[Start MATERIAL FOR THIS TASK]

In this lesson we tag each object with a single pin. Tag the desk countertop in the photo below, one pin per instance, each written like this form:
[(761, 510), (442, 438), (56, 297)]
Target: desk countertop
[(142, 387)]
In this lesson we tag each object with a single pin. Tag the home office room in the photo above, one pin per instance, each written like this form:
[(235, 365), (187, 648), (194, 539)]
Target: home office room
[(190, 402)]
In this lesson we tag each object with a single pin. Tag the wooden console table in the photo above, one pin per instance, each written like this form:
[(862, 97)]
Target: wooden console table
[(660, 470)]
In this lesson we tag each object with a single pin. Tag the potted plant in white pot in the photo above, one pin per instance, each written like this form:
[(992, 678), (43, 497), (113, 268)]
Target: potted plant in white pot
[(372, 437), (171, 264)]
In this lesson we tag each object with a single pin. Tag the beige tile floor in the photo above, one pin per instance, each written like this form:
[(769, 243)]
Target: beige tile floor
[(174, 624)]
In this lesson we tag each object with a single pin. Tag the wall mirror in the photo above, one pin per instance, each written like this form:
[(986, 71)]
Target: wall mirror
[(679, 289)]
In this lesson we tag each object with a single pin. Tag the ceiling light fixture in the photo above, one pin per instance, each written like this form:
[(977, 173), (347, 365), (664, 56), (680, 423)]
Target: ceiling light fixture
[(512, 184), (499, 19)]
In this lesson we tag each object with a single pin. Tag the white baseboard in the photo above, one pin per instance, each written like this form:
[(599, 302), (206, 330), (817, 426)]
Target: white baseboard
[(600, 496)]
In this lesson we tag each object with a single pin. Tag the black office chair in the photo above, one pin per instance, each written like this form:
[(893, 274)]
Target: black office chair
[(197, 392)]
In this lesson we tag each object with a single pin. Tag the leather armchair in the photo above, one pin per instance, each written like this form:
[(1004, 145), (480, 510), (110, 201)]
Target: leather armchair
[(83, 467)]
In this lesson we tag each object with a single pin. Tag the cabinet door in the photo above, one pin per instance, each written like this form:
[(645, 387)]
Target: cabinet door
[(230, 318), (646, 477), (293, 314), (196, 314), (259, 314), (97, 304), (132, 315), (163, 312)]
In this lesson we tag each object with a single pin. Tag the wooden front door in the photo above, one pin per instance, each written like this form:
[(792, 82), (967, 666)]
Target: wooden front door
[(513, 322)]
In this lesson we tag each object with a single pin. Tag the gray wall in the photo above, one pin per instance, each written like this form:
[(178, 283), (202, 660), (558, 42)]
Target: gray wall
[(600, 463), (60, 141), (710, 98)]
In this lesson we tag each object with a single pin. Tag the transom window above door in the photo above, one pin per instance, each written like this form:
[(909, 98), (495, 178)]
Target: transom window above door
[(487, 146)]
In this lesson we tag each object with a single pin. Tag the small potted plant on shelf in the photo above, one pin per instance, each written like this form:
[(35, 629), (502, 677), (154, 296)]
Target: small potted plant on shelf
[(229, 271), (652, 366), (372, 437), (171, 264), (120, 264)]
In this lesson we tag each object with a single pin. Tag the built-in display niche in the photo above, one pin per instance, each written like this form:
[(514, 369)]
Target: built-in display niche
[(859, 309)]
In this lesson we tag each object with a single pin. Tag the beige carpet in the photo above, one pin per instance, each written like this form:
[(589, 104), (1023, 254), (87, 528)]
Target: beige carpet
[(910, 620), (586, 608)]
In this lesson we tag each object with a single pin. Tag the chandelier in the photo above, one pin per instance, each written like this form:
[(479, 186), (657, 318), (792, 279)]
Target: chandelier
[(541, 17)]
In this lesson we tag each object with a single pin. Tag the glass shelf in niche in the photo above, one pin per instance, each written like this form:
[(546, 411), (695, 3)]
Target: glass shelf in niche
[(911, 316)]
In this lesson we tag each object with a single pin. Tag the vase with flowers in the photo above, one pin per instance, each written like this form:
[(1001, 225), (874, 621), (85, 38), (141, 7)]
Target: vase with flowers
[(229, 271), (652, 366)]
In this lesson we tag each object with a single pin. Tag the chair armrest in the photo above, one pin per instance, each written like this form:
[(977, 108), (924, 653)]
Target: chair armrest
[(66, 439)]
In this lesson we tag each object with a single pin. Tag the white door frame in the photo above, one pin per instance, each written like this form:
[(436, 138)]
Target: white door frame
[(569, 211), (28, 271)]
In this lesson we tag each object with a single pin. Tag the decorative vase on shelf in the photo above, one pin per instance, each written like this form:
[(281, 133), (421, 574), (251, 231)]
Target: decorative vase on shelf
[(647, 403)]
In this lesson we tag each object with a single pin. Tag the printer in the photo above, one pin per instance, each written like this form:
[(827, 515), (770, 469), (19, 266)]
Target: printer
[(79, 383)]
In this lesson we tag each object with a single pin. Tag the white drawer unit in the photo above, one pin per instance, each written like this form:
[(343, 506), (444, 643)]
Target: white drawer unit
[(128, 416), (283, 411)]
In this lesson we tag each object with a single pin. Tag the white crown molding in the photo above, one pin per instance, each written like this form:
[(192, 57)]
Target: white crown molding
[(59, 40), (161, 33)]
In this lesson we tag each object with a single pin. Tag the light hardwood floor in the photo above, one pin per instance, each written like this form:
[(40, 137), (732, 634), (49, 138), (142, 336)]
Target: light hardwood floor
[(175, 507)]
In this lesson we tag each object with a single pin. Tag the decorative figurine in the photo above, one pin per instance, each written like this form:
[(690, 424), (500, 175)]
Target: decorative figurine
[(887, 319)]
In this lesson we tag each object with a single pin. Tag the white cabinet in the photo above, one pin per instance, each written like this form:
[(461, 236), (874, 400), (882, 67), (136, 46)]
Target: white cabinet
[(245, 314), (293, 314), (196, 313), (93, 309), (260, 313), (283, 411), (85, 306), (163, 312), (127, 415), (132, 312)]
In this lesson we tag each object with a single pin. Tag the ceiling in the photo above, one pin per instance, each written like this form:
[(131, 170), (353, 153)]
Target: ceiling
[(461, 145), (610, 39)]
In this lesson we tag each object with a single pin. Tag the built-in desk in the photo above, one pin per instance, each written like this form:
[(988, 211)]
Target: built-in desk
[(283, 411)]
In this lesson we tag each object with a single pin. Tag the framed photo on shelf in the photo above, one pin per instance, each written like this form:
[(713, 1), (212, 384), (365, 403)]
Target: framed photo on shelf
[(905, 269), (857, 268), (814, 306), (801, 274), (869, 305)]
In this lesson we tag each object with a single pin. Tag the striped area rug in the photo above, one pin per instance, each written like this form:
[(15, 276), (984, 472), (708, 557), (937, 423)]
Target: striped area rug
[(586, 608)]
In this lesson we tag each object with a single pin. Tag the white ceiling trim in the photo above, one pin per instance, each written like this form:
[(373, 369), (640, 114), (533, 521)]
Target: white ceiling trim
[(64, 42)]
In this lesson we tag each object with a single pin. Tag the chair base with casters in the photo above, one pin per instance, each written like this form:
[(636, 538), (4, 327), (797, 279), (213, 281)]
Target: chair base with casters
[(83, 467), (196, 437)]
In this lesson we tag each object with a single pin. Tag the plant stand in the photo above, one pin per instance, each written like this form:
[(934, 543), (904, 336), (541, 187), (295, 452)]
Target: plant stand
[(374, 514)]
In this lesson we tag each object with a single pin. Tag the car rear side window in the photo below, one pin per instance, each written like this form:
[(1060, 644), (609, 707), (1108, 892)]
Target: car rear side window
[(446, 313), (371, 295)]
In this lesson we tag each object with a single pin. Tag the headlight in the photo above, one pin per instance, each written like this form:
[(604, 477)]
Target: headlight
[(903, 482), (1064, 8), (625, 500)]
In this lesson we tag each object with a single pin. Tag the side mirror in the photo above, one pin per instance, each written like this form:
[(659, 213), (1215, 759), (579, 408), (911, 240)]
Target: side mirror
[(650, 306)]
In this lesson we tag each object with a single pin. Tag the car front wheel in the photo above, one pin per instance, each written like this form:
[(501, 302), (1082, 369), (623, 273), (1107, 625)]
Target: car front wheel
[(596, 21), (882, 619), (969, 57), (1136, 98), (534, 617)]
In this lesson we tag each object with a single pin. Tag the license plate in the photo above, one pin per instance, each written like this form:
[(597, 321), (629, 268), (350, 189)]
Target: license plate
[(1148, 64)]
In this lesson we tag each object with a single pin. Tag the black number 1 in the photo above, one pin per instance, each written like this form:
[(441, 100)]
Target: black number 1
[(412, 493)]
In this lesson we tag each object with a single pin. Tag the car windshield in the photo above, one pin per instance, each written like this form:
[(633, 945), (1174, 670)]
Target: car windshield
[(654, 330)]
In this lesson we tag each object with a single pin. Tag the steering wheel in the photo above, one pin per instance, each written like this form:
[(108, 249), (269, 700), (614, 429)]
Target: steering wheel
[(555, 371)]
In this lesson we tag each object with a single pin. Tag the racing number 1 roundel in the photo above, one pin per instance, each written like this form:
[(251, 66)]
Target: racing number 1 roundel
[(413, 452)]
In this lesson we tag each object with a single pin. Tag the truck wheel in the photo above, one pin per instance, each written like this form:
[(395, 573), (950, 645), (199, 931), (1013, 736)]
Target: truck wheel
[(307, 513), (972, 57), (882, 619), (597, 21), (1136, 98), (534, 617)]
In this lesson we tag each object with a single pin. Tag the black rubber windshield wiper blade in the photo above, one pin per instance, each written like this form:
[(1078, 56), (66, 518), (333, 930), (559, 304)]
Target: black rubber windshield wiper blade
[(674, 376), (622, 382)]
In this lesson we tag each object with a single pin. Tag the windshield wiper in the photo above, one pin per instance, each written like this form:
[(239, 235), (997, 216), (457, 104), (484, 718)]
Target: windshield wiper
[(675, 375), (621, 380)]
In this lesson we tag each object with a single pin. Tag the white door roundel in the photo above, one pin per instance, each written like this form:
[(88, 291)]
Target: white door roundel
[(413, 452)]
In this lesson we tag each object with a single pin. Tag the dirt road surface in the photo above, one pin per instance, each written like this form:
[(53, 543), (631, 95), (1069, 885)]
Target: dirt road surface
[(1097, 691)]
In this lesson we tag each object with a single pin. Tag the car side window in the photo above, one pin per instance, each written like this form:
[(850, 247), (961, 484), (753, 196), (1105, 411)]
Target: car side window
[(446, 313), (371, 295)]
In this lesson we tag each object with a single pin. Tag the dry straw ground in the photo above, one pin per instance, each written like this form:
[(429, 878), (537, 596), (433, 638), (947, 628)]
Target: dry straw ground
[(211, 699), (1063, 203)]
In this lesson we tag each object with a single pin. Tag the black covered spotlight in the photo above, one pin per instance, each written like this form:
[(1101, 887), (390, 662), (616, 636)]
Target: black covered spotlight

[End MATERIAL FOR THIS TASK]

WORK INSTRUCTIONS
Repeat verbatim the lines from the rows above, starting at the line with "the decorative figurine" and ending with, and including, the line with "[(887, 319)]".

COMPLETE OUTPUT
In this lesson we tag each object with a single pin. Tag the decorative figurine in the photo above, one pin per instance, each written like this form:
[(690, 424), (500, 175)]
Target: decorative figurine
[(887, 319)]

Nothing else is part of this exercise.